***** PROVIDED INFORMATION
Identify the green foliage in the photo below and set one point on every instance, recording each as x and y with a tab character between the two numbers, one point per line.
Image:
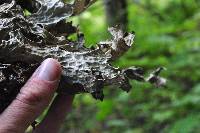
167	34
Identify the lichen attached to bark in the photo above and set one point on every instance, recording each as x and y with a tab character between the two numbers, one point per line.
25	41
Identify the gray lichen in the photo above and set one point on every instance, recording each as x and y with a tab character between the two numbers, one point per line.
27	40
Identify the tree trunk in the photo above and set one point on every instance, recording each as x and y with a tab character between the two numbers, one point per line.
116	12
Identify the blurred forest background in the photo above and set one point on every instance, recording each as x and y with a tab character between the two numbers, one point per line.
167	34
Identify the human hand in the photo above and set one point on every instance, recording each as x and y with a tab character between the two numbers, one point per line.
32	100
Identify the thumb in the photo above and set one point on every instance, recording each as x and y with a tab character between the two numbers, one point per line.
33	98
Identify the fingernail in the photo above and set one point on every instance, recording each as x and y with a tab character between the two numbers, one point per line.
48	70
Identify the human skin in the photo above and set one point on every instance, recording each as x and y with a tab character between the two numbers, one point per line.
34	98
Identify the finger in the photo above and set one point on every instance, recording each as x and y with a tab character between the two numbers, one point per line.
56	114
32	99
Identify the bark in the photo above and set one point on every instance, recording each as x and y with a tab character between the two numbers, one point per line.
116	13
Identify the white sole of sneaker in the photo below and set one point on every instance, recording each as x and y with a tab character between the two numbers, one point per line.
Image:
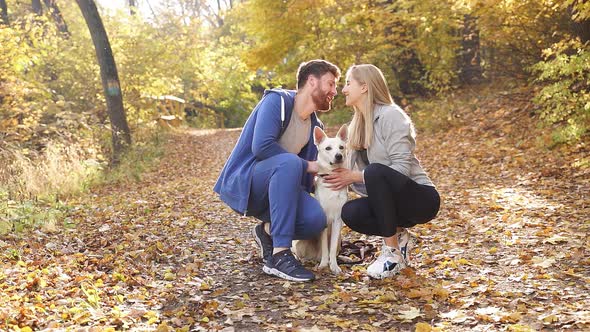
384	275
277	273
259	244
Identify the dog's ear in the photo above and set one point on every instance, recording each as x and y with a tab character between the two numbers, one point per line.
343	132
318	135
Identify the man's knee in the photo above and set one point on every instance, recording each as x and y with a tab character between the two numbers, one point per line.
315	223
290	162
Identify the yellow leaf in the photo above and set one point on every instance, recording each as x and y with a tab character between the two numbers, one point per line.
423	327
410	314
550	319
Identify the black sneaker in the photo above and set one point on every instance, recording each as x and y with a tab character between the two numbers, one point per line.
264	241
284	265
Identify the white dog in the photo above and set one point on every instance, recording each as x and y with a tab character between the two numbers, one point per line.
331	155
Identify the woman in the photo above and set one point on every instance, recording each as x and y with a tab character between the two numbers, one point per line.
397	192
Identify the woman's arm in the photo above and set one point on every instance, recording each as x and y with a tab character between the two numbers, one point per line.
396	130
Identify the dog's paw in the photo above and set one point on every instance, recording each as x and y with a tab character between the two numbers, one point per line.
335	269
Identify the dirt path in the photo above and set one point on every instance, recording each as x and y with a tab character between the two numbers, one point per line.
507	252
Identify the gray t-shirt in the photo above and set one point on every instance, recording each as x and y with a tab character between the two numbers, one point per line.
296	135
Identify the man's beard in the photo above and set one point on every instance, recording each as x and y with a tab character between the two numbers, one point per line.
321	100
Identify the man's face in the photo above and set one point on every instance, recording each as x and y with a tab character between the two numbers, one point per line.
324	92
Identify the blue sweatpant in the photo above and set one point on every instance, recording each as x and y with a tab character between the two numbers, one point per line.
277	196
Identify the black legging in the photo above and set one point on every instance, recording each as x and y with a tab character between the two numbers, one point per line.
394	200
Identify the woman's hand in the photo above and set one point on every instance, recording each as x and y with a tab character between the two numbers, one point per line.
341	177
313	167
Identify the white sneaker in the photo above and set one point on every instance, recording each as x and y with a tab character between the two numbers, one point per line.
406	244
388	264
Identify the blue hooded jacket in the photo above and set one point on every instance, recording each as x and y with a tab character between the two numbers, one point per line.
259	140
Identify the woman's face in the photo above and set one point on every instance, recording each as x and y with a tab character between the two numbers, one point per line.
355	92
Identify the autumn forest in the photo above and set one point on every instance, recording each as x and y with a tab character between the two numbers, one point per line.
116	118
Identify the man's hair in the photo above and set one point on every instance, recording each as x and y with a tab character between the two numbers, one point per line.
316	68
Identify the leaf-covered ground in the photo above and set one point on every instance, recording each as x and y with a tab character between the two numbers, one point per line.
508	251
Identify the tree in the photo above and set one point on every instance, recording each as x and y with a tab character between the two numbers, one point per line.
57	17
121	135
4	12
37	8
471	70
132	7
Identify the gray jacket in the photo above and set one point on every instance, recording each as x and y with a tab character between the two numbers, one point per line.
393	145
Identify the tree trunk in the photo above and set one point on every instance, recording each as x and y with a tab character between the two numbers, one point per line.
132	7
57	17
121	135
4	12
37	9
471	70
**********
***** PROVIDED INFORMATION
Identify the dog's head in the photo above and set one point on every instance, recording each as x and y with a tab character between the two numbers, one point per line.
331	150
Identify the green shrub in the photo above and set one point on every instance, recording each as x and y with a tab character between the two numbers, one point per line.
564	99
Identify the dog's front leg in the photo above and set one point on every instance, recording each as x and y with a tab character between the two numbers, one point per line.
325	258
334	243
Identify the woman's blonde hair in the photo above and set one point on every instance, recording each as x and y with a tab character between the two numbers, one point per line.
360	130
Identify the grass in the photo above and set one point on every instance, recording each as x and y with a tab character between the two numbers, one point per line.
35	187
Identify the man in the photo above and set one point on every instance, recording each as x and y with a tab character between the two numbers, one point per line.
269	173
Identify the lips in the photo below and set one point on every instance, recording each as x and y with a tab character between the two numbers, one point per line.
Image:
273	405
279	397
**********
YOUR INSTRUCTIONS
For the word "below", go through the records and show each line that carries it.

TASK RESULT
Identify the green foliage in the photo below and set one point on every instance, recording each as x and y with a tab character between the two numbers, one point per line.
Identify the white sole of sneaker in the photo below and set one point on every instance, recording each as x and y with a tab character between the two numbers, one point per line.
Identify the lips in the photo below and set one point on every instance, recording each as x and y with a tab character between the two numbers, one point per line.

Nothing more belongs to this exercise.